#### Exercise objective:
Transcribe the entire listing below verbatim, line by line, omitting the pictures.

#### Working data:
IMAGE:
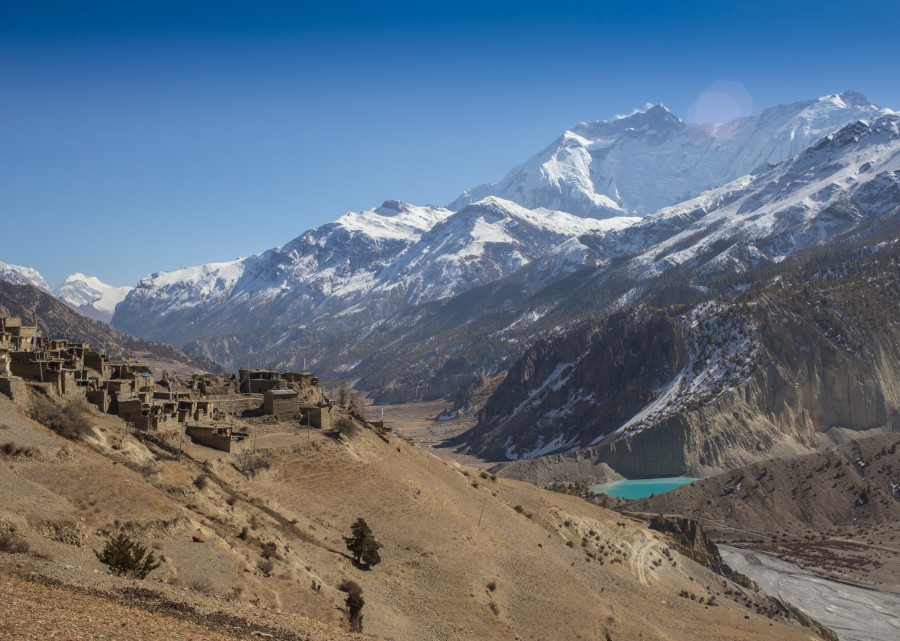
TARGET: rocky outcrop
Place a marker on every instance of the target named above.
(674, 391)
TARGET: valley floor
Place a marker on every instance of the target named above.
(854, 613)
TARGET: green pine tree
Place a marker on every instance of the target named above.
(362, 544)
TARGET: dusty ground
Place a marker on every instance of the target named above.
(418, 422)
(806, 510)
(856, 614)
(464, 556)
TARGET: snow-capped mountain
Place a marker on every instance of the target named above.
(369, 263)
(637, 164)
(491, 274)
(18, 275)
(90, 296)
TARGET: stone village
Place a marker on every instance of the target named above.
(200, 404)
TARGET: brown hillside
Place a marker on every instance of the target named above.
(836, 511)
(464, 556)
(58, 320)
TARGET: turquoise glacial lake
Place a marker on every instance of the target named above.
(642, 488)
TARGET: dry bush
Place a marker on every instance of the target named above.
(12, 544)
(71, 419)
(12, 450)
(269, 550)
(200, 585)
(350, 586)
(250, 464)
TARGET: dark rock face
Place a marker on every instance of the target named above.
(696, 390)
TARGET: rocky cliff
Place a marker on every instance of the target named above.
(657, 392)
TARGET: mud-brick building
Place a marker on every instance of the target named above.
(281, 403)
(259, 381)
(147, 414)
(315, 416)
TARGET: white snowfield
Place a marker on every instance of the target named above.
(18, 275)
(88, 291)
(651, 159)
(649, 185)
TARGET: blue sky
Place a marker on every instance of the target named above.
(139, 137)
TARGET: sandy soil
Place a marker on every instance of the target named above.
(464, 556)
(418, 422)
(855, 613)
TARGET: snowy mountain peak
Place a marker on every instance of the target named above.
(91, 296)
(851, 98)
(18, 275)
(600, 169)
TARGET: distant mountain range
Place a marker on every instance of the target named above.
(87, 295)
(413, 302)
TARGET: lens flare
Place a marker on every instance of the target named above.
(722, 102)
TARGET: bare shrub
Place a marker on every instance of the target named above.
(350, 586)
(201, 585)
(12, 544)
(71, 419)
(12, 450)
(249, 464)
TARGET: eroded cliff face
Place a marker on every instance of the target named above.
(718, 386)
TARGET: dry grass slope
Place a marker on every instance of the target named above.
(464, 556)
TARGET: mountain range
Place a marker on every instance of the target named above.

#### Result below:
IMAGE:
TARGET: rocky outcrop
Place a marker on every instance of the target named above.
(674, 391)
TARGET: valley floor
Place a marker on every instance of the target named above.
(854, 613)
TARGET: green pine tree
Place a marker on every instance of the target named above.
(362, 544)
TARGET: dusty ground
Place a marker on every instance of the target named above.
(418, 422)
(806, 510)
(856, 614)
(464, 556)
TARGET: snow-capped mountain
Place a marker on every instance of the target named above.
(369, 263)
(637, 164)
(491, 274)
(18, 275)
(90, 296)
TARGET: stone village
Place a marker on every instance of the target named above.
(200, 404)
TARGET: brown hillside
Place a marker on every instance of the target named above.
(836, 511)
(464, 556)
(58, 320)
TARGET: turquoise glacial lake
Place a marker on every instance of the target named above.
(642, 488)
TARGET: dry bush
Place a marker on every instance of the target named above.
(12, 544)
(71, 419)
(12, 450)
(269, 550)
(200, 585)
(350, 586)
(250, 464)
TARGET: dark rock face
Place a marker on every instance of the target named above.
(696, 390)
TARGET: rocky cliff
Place a marker on every instance of the target named above.
(657, 392)
TARGET: mud-brick building
Place a marker on every instance of the target named above.
(281, 403)
(259, 381)
(147, 414)
(315, 416)
TARGET: white snowfield
Place a marker on every instance of the target named above.
(18, 275)
(88, 291)
(651, 159)
(649, 185)
TARGET: blue sky
Place a marker on every instance of the target named above.
(139, 137)
TARGET: sandy soil
Place a marker on every instance of the target named above.
(464, 556)
(418, 422)
(855, 613)
TARGET: snowy mountain peak
Place a marker on every instance of the target named above.
(91, 296)
(851, 98)
(18, 275)
(600, 169)
TARGET: distant mountain range
Place a marker on every instance of the target named above.
(87, 295)
(413, 302)
TARGET: lens flare
Place a marker on every instance of the target named above.
(722, 102)
TARGET: bare shrub
Place a marker on every instance of the target named above.
(350, 586)
(201, 585)
(12, 544)
(71, 419)
(12, 450)
(249, 464)
TARGET: eroded cliff face
Place a marker on every instance of the target named above.
(718, 386)
TARGET: dry grass slope
Place a marker on every instance of the target named above.
(464, 556)
TARGET: mountain range
Place a marker on every instance of the target named above.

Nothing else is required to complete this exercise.